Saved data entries

[Start of section]

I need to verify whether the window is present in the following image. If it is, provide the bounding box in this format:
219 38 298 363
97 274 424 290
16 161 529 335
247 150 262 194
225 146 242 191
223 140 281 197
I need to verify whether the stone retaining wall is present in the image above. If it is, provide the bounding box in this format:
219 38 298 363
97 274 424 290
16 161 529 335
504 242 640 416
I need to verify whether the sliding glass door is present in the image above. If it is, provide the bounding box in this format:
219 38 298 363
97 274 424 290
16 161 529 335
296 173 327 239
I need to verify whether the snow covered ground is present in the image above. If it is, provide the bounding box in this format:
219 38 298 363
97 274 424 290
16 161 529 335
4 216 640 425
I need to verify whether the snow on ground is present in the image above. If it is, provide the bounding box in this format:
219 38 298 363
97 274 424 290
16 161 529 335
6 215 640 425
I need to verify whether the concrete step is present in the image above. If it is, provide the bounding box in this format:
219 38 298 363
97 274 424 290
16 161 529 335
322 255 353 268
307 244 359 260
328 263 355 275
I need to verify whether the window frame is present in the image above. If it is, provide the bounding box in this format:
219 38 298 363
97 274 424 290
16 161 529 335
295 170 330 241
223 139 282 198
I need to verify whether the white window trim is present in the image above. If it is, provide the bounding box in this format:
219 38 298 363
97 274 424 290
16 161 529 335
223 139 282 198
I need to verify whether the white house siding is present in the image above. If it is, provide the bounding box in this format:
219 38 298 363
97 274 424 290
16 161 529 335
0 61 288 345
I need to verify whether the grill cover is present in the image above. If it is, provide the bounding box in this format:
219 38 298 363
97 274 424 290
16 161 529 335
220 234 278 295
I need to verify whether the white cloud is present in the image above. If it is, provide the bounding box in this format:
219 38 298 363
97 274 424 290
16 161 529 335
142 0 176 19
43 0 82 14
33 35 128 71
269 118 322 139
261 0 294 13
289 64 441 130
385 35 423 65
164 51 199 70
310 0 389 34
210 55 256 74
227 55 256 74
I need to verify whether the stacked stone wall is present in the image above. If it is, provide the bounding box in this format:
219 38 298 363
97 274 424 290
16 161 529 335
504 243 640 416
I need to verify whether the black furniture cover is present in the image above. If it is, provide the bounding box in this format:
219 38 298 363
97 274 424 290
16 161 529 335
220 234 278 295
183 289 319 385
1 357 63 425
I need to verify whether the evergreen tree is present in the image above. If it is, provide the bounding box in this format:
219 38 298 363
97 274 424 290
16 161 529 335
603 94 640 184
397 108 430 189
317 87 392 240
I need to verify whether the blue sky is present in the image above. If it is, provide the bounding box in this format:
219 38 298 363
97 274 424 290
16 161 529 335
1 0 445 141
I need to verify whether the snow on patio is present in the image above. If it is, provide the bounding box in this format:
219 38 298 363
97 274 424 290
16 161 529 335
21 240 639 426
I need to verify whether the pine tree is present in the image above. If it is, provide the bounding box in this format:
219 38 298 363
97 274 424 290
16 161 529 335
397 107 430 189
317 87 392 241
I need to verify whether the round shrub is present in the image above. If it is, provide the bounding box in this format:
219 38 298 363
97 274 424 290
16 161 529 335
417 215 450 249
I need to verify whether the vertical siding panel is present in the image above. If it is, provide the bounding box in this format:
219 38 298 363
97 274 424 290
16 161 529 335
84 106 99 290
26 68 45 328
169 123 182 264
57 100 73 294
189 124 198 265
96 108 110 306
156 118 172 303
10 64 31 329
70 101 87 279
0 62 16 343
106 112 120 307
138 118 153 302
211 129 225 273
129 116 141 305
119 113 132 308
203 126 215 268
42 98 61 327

[End of section]

• **WHAT IS REQUIRED**
The lines from the one containing "I need to verify whether the snow on patio" through the final line of the entries above are to be printed exactly, with nothing added.

• **RESPONSE AREA**
I need to verify whether the snow on patio is present in the image above. If it is, provide the bounding box in this format:
219 38 298 363
97 274 424 290
16 161 529 335
21 240 639 426
I need to verify whether the pine tree is present in the image above. If it is, provide the bounding box in this format:
219 38 298 363
97 274 424 290
16 161 529 335
397 107 430 189
317 87 392 241
I need to verify whether the round shrub is present in the image above. If it is, provide the bounding box in this format:
219 38 298 363
97 274 424 290
16 161 529 335
417 215 450 249
I need to verify whether the vertical siding panel is present in the image above. If it is, provide the bounding box in this format:
219 38 298 363
97 274 424 290
16 161 529 335
84 106 99 290
26 68 45 328
169 123 182 264
57 100 73 294
189 124 198 265
96 108 110 306
156 118 172 303
10 64 31 329
70 101 87 279
0 62 16 343
106 112 120 307
138 118 153 302
211 129 225 273
129 116 141 305
119 113 132 308
203 126 215 268
42 98 61 327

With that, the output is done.